Report every line of the data that contains the string "front", matching case exactly.
## start Listed entries
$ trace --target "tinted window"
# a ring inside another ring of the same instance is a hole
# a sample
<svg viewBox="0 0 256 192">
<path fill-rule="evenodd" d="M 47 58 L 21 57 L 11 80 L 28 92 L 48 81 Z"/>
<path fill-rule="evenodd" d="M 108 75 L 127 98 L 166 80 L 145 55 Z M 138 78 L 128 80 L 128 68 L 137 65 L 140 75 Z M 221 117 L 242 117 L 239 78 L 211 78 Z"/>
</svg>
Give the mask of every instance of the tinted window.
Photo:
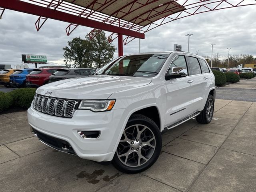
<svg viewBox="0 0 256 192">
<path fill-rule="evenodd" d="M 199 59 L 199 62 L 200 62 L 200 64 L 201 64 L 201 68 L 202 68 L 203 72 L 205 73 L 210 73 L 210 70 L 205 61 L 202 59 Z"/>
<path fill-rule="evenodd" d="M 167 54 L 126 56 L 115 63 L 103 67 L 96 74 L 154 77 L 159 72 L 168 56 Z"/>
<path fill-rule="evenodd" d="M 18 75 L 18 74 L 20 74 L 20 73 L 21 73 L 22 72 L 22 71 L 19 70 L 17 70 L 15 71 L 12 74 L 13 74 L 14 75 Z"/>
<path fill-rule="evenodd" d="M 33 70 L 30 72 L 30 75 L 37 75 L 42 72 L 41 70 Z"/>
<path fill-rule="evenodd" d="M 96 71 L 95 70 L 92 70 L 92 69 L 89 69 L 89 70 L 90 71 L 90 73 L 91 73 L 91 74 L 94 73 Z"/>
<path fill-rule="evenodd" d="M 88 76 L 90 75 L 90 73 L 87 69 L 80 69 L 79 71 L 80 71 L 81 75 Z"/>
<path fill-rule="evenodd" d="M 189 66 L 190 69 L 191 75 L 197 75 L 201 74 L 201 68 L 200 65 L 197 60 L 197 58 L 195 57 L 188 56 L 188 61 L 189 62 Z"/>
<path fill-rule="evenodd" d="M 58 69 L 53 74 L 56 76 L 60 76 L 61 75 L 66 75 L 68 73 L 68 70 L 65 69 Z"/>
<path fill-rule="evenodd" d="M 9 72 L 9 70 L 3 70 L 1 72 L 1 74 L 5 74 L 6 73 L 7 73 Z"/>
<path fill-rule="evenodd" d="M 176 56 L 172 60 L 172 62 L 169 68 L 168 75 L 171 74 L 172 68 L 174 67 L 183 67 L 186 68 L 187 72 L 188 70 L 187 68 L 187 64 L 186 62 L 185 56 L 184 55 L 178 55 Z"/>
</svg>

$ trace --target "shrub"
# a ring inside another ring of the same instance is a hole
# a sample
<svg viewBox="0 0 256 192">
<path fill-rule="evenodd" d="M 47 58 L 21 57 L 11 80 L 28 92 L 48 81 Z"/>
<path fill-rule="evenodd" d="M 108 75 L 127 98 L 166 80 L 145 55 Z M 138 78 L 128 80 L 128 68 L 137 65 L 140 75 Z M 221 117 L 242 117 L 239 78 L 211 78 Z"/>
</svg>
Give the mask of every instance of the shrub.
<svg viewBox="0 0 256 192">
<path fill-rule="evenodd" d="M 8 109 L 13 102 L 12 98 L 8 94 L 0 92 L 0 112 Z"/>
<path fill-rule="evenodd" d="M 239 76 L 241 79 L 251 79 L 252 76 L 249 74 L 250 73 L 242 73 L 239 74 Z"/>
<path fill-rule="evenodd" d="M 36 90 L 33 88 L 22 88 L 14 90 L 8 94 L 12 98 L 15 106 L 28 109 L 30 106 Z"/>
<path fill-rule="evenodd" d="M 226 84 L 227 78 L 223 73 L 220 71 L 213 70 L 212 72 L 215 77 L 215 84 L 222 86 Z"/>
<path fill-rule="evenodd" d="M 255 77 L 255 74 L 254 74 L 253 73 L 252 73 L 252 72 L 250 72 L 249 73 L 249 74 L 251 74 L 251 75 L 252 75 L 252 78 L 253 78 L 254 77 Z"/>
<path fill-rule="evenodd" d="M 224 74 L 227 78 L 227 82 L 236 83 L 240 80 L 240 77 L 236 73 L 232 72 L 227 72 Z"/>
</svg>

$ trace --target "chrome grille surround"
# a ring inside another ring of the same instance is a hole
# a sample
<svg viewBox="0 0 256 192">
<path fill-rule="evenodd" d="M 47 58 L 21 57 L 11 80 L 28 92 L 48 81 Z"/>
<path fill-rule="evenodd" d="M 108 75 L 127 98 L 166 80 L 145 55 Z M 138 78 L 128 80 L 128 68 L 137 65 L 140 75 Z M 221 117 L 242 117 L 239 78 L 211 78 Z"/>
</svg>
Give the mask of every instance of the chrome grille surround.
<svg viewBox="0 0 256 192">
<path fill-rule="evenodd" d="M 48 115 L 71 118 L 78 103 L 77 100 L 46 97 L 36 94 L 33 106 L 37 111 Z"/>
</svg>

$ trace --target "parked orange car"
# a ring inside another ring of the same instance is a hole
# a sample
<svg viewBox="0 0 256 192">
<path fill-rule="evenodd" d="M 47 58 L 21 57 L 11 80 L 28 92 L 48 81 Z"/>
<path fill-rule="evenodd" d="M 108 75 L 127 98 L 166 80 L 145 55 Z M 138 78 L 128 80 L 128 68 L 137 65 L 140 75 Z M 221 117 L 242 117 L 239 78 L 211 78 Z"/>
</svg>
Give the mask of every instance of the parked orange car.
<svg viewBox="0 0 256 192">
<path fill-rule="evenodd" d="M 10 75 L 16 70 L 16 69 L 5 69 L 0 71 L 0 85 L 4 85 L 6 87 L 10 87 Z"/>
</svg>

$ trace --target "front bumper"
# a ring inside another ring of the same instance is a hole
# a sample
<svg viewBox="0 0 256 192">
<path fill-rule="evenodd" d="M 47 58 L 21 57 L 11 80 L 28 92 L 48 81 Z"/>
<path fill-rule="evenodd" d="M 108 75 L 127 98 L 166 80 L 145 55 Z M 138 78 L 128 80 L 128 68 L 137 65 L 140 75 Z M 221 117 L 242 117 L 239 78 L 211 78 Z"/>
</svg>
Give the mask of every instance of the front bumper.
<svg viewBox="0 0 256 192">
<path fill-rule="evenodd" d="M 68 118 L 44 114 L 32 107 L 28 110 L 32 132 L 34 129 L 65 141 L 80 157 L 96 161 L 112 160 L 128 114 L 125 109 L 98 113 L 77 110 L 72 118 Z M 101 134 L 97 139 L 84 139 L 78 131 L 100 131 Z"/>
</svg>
## end Listed entries
### Solution
$ trace --target "front bumper"
Give the mask of every instance of the front bumper.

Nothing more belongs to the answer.